IRIS Spark Streaming Connector

A Spark Structured Streaming source for Elexon's IRIS (Insights Real-time Information Service), the public AMQP feed of UK electricity market data.

Implemented as a native Python DataSource using pyspark.sql.datasource.SimpleDataSourceStreamReader. Requires Databricks Runtime 15.x+ (or open-source Spark 4.0+).

Semantics

At-least-once delivery. Messages are received in peek-lock mode and only acked (complete_message) when Spark calls commit() after the micro-batch is durably written. A driver crash mid-batch causes Service Bus to redeliver the un-acked messages once the lock expires.
Single driver-side receiver. IRIS exposes one connection per queue (Elexon: "It is only possible to have one connection per queue"), so parallel executor-side receive is not applicable.
Offsets are a monotonic in-process counter {"seq": <int>} checkpointed by Spark. They are not durable across query restarts in the source — replay across restarts relies on Service Bus redelivery.

Install

On a Databricks cluster:

%pip install /Workspace/path/to/iris-pyspark-connector
# or from a wheel on a UC Volume:
%pip install /Volumes/main/libraries/iris/iris_pyspark_connector-0.2.0-py3-none-any.whl

Locally (for tests):

pip install -e .[dev]

Credentials

Create a Databricks secret scope and load three keys:

databricks secrets create-scope iris
databricks secrets put-secret iris iris-client-id     --string-value <CLIENT_ID>
databricks secrets put-secret iris iris-client-secret --string-value <CLIENT_SECRET>
databricks secrets put-secret iris iris-tenant-id     --string-value <TENANT_ID>

Obtain credentials by registering at bmrs.elexon.co.uk/iris.

**DIRECTIVES**
1) Decide whether each statement agrees with the IRIS connector text, answering yes or no and quoting the deciding words: (a) Messages are acknowledged before the micro-batch is durably written. (b) The source uses a single receiver on the driver side. (c) Offsets are durable across query restarts in the source.
2) Which Databricks Runtime version does the IRIS connector text require?

**DATA LINES**
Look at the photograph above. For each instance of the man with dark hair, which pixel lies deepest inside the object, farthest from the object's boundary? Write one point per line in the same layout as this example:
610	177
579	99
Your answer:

**ANSWERS PROVIDED**
1)
(a) No: "only acked (complete_message) when Spark calls commit() after the micro-batch is durably written"
(b) Yes: "Single driver-side receiver."
(c) No: "They are not durable across query restarts in the source"

2) Databricks Runtime 15.x+ (or open-source Spark 4.0+).